──────── Source records ────────

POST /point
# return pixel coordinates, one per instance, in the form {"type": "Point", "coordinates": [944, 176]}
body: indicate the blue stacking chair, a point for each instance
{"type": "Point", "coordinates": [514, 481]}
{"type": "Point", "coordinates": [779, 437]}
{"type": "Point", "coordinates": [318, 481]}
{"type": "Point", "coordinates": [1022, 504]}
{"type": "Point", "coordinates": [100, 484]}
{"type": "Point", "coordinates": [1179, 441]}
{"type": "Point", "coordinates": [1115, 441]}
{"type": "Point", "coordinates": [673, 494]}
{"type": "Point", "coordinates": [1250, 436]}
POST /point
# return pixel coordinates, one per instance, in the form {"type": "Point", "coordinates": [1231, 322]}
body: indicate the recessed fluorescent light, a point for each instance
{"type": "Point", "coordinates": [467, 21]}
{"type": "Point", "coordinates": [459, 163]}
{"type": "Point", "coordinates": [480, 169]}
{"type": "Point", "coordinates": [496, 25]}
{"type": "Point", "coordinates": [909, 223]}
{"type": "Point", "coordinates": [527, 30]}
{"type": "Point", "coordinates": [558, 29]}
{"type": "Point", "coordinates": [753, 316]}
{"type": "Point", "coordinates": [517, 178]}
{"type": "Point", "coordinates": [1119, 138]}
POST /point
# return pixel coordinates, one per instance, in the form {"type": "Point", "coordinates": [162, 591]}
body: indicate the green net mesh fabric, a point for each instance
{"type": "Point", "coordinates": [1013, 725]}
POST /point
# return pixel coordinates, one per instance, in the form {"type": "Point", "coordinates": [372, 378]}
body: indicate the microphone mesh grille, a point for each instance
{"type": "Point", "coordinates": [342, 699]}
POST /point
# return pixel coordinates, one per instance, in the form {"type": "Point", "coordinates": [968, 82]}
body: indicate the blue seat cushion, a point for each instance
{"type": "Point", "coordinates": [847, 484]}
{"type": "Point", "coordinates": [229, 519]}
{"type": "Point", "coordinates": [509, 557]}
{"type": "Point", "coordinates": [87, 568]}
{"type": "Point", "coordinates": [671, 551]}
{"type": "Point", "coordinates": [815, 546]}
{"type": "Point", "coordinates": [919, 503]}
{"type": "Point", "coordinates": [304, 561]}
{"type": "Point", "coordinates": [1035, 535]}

────────

**Task description**
Pull out each line of the data above that has the word "return" in it.

**Result for this exercise**
# return pixel coordinates, one per instance, in the form {"type": "Point", "coordinates": [944, 176]}
# return pixel coordinates, one per instance, in the form {"type": "Point", "coordinates": [1231, 322]}
# return pixel coordinates, one per instance, in the form {"type": "Point", "coordinates": [162, 591]}
# return pixel coordinates, one per instance, in the form {"type": "Point", "coordinates": [372, 378]}
# return pixel coordinates, one per instance, in the form {"type": "Point", "coordinates": [968, 82]}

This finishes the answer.